**WRITTEN EXERCISE**
Starting at the line of the listing below that contains "If you could mark the tire rut", copy each line word for word, and end with the line that contains "<point>236,644</point>".

**DATA FOR THIS EXERCISE**
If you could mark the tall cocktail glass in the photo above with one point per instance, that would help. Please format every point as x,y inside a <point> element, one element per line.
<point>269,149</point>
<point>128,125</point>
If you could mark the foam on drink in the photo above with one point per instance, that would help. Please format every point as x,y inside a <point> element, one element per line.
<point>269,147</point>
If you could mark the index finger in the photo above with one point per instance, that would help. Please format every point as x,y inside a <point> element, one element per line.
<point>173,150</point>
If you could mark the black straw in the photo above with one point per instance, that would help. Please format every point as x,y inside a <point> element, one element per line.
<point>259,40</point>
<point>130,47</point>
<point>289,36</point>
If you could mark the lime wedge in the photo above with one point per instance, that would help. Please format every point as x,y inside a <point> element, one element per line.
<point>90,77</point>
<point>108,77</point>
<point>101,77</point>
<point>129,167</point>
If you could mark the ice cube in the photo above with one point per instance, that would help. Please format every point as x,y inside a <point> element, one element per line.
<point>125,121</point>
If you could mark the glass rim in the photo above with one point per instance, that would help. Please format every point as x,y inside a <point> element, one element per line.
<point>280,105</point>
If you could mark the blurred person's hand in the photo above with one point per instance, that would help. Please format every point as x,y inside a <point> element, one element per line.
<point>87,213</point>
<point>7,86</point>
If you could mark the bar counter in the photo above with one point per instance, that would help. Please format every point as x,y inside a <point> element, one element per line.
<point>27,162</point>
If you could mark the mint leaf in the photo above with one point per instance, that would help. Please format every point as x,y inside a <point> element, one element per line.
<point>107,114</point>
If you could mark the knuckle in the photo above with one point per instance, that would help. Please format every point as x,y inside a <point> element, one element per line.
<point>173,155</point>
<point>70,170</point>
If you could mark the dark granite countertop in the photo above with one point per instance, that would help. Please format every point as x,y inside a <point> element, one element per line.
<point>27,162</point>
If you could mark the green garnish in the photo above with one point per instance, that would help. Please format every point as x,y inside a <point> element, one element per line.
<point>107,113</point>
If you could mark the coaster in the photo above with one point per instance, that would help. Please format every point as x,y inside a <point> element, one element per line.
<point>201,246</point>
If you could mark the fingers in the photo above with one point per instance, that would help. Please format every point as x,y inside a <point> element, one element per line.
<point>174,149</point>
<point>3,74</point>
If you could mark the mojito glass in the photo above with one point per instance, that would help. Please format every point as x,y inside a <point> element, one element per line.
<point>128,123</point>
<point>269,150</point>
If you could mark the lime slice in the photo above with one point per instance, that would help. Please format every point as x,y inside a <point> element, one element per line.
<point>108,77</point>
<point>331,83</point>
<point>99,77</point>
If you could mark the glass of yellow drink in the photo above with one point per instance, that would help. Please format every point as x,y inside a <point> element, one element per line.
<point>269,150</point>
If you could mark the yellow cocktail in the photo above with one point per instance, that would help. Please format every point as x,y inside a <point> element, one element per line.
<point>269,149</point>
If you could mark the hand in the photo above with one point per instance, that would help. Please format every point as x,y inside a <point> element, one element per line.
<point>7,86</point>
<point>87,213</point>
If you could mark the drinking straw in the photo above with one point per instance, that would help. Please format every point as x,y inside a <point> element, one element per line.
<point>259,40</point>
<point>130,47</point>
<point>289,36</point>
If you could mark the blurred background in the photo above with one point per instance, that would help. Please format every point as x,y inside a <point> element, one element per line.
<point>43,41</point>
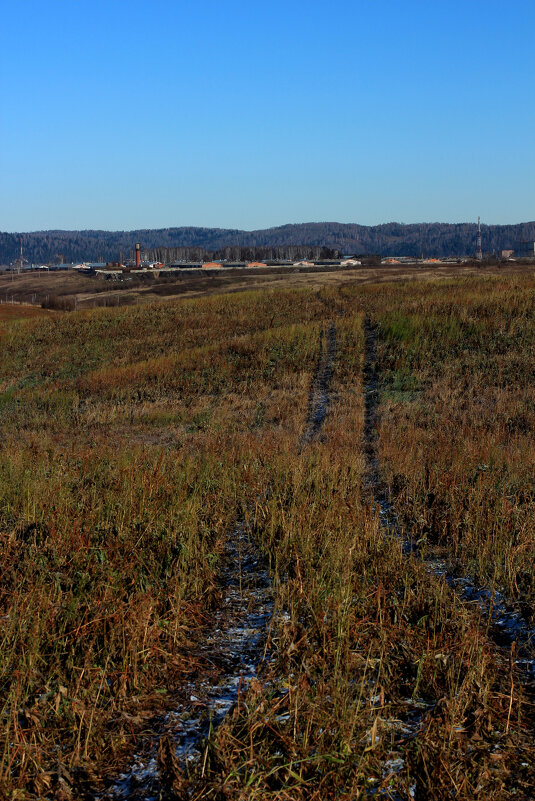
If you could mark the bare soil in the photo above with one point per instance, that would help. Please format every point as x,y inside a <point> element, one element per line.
<point>89,291</point>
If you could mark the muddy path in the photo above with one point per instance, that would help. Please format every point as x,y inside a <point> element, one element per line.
<point>233,649</point>
<point>507,627</point>
<point>320,390</point>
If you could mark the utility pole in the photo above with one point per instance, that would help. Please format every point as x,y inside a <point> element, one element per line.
<point>479,252</point>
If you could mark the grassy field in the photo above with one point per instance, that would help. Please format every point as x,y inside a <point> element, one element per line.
<point>133,440</point>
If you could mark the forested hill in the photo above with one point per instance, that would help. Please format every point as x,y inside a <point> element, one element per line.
<point>390,239</point>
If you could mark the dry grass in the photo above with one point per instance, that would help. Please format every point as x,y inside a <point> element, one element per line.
<point>131,441</point>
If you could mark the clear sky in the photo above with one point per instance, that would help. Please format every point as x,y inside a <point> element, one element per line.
<point>122,114</point>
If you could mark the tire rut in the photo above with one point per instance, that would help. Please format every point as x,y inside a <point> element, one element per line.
<point>234,647</point>
<point>508,627</point>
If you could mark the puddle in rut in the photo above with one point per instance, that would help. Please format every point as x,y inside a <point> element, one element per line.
<point>508,624</point>
<point>236,644</point>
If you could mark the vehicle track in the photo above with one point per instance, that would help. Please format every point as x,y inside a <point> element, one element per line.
<point>234,647</point>
<point>507,623</point>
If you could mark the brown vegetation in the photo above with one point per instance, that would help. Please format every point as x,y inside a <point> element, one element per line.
<point>133,439</point>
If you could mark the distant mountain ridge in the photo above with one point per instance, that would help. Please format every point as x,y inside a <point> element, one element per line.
<point>388,239</point>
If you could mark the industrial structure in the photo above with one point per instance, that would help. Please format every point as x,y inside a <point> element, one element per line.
<point>525,249</point>
<point>479,252</point>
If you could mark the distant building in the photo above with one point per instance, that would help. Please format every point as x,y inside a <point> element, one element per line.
<point>525,250</point>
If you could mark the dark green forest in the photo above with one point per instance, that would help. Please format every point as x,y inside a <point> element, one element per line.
<point>390,239</point>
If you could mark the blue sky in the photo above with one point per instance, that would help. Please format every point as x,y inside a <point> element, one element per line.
<point>122,114</point>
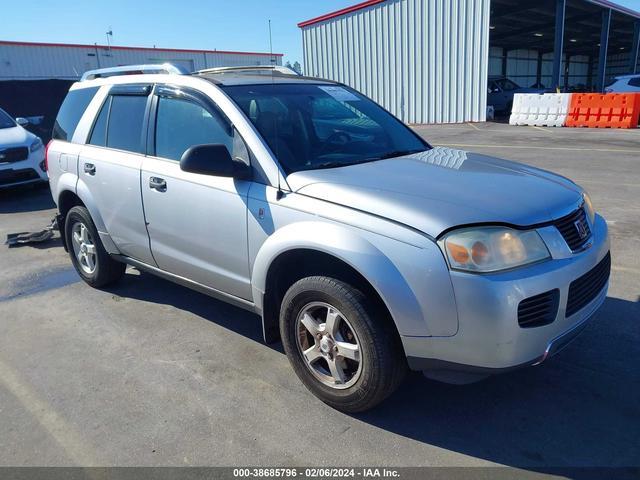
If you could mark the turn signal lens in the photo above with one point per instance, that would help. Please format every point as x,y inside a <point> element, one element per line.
<point>491,249</point>
<point>459,253</point>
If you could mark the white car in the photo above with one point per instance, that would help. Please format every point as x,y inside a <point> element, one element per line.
<point>625,84</point>
<point>21,153</point>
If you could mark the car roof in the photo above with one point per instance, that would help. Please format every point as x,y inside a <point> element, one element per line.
<point>625,77</point>
<point>258,77</point>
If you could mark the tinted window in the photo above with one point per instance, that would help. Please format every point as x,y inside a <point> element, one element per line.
<point>71,111</point>
<point>125,122</point>
<point>322,126</point>
<point>634,82</point>
<point>99,133</point>
<point>5,120</point>
<point>180,124</point>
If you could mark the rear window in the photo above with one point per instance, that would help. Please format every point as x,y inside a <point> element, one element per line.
<point>125,122</point>
<point>71,111</point>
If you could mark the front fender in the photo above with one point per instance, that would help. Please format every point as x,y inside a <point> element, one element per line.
<point>83,192</point>
<point>359,249</point>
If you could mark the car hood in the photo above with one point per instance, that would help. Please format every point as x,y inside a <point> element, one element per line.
<point>14,137</point>
<point>441,188</point>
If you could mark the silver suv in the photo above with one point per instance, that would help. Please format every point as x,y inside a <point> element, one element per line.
<point>364,249</point>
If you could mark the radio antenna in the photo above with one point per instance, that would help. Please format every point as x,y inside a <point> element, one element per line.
<point>279,193</point>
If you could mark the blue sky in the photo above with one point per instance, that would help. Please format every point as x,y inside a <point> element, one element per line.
<point>199,24</point>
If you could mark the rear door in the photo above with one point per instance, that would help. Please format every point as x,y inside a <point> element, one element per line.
<point>197,223</point>
<point>110,163</point>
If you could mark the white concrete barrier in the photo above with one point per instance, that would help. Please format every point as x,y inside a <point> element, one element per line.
<point>547,110</point>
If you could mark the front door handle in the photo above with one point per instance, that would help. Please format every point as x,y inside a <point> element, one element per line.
<point>158,184</point>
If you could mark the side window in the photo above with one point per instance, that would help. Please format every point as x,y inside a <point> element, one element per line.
<point>74,105</point>
<point>125,122</point>
<point>99,134</point>
<point>180,124</point>
<point>634,82</point>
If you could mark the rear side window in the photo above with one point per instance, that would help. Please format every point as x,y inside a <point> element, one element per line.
<point>99,133</point>
<point>180,124</point>
<point>126,117</point>
<point>71,111</point>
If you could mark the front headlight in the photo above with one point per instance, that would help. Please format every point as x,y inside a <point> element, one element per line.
<point>588,207</point>
<point>490,249</point>
<point>35,145</point>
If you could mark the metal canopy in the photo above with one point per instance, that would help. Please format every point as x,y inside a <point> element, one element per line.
<point>531,25</point>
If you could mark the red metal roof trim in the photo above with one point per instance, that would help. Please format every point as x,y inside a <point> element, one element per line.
<point>115,47</point>
<point>338,13</point>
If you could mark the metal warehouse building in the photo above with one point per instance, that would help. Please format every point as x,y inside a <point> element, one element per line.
<point>34,61</point>
<point>428,61</point>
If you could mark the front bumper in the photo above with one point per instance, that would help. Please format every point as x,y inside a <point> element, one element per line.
<point>23,172</point>
<point>489,339</point>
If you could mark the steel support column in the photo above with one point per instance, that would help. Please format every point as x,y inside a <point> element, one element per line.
<point>557,46</point>
<point>604,44</point>
<point>539,69</point>
<point>633,60</point>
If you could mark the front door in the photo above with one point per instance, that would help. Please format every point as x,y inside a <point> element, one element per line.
<point>197,223</point>
<point>109,167</point>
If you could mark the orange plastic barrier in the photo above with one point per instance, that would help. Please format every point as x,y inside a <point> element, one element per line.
<point>612,110</point>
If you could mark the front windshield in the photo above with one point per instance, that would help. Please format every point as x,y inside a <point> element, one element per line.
<point>5,120</point>
<point>311,126</point>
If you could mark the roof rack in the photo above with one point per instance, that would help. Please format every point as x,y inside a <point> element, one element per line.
<point>251,68</point>
<point>133,70</point>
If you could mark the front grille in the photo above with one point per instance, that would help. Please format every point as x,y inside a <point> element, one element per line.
<point>8,177</point>
<point>539,310</point>
<point>15,154</point>
<point>574,229</point>
<point>584,289</point>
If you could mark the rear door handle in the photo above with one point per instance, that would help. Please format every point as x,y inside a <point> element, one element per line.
<point>158,184</point>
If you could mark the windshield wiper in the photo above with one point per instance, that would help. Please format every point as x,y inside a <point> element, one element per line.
<point>331,164</point>
<point>399,153</point>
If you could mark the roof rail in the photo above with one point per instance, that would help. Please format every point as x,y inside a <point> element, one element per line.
<point>251,68</point>
<point>133,70</point>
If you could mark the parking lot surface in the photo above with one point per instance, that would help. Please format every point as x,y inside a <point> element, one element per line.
<point>151,373</point>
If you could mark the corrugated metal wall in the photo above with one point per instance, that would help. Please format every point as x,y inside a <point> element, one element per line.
<point>25,62</point>
<point>425,61</point>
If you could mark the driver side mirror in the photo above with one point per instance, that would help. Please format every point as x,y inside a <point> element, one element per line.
<point>213,159</point>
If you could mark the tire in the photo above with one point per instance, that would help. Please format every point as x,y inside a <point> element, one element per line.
<point>92,262</point>
<point>358,332</point>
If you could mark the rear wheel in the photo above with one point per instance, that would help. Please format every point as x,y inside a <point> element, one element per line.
<point>90,259</point>
<point>342,349</point>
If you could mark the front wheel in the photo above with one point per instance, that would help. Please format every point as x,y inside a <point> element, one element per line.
<point>342,349</point>
<point>91,260</point>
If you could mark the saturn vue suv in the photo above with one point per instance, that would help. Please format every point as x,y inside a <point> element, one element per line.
<point>365,250</point>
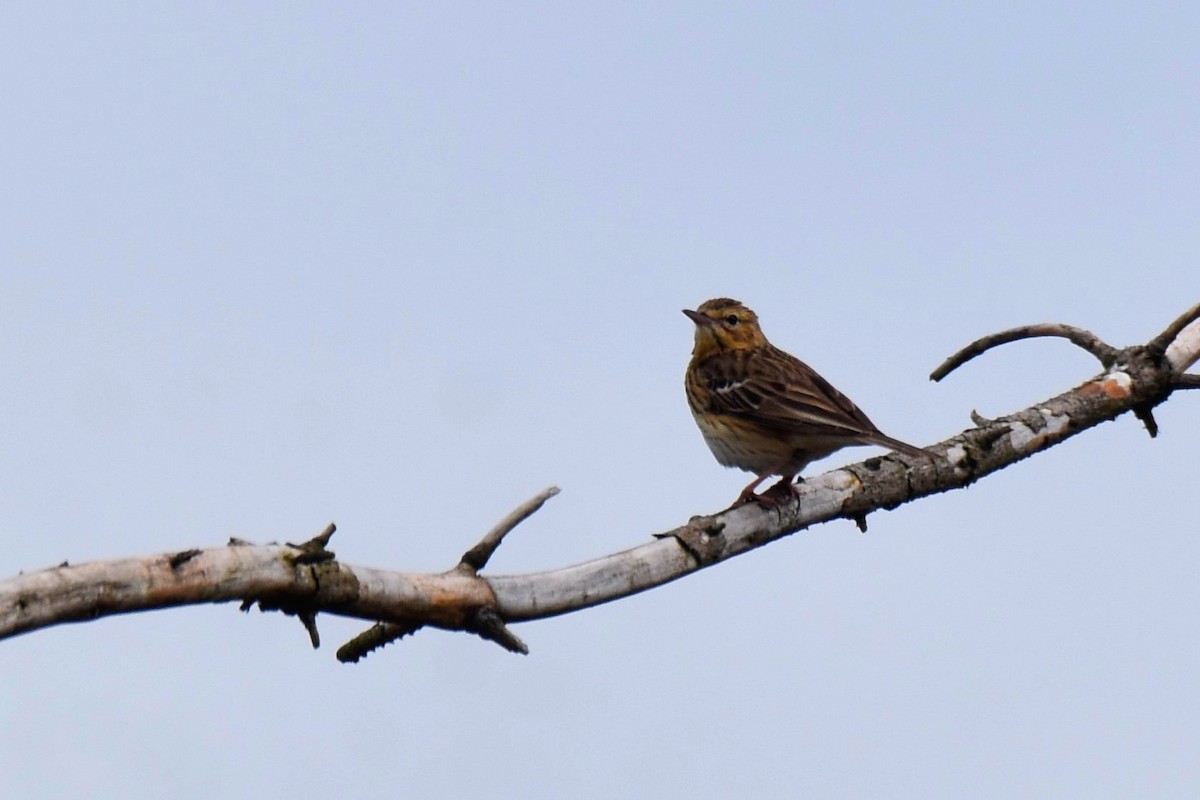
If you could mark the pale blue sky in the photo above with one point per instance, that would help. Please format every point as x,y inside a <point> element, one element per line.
<point>399,265</point>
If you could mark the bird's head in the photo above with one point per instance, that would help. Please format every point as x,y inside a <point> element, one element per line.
<point>725,324</point>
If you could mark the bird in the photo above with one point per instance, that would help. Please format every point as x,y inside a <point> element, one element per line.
<point>763,410</point>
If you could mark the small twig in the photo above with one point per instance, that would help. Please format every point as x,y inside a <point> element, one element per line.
<point>1159,343</point>
<point>315,549</point>
<point>373,638</point>
<point>180,559</point>
<point>309,619</point>
<point>475,559</point>
<point>1078,336</point>
<point>1146,414</point>
<point>486,621</point>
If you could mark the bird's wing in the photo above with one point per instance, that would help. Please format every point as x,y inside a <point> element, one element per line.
<point>781,392</point>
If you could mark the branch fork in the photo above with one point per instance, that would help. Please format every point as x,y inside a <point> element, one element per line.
<point>305,579</point>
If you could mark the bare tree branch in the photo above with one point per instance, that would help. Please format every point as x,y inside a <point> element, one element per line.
<point>477,558</point>
<point>307,579</point>
<point>1171,332</point>
<point>1086,340</point>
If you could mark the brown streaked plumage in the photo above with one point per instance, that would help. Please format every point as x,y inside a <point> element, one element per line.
<point>765,410</point>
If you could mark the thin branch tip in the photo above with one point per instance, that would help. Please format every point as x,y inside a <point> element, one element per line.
<point>477,558</point>
<point>1104,353</point>
<point>1159,343</point>
<point>486,621</point>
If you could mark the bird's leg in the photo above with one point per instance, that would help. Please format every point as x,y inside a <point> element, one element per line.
<point>779,493</point>
<point>748,492</point>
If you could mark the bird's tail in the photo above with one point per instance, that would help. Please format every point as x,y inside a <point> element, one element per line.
<point>885,440</point>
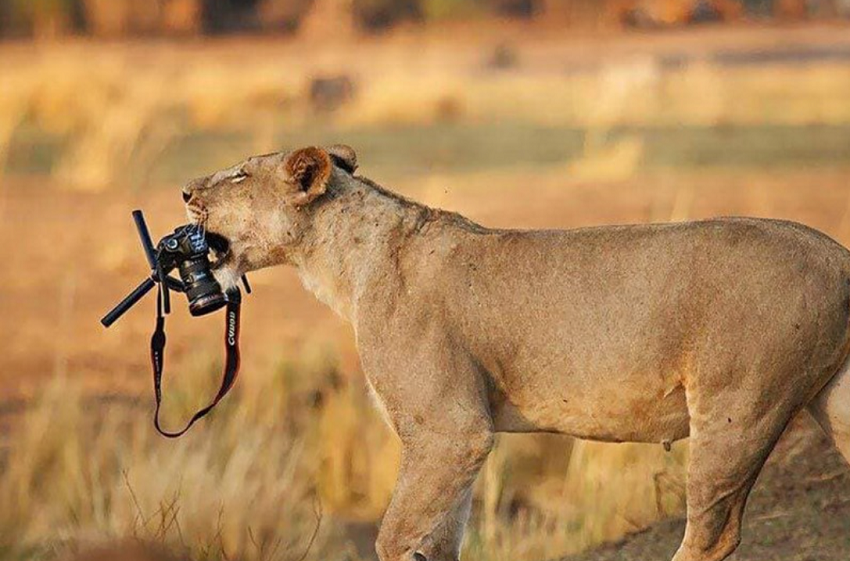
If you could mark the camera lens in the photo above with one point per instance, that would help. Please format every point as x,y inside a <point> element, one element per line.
<point>202,290</point>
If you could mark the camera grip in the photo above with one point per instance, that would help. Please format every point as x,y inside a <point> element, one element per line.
<point>128,302</point>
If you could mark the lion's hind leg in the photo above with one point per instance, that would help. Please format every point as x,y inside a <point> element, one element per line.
<point>730,442</point>
<point>831,409</point>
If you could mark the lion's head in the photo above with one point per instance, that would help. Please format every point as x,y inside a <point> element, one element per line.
<point>256,212</point>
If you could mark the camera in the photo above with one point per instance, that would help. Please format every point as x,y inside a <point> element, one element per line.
<point>187,250</point>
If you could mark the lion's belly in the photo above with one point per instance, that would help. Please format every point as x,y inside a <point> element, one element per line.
<point>625,407</point>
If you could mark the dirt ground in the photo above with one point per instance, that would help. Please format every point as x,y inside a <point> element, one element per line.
<point>799,510</point>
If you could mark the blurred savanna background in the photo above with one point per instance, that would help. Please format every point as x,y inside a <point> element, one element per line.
<point>516,113</point>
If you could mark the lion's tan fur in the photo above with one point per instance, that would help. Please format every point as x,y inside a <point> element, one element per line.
<point>721,329</point>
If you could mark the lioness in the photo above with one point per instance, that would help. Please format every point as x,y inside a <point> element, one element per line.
<point>719,330</point>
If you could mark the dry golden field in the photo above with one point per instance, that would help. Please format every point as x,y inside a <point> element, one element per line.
<point>511,127</point>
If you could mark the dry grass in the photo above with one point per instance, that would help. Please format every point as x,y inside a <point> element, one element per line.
<point>117,109</point>
<point>82,470</point>
<point>252,482</point>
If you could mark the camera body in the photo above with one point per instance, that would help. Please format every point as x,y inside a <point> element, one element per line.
<point>187,251</point>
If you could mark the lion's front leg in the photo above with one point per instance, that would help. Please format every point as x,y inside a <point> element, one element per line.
<point>430,504</point>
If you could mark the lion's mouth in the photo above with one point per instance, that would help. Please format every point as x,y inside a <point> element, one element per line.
<point>220,249</point>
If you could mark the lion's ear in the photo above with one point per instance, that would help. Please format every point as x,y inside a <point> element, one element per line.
<point>308,170</point>
<point>343,156</point>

**RESULT FOR THIS TASK**
If you could mark the tire rut in the photo above with one point per instance, that would help. Please format every point as x,y inside a <point> element, one element per line.
<point>234,647</point>
<point>508,627</point>
If you could mark the puddle in rut in the photo above with one point per instance, that would help. Please format every point as x,y inside a <point> element, one element per line.
<point>508,624</point>
<point>236,644</point>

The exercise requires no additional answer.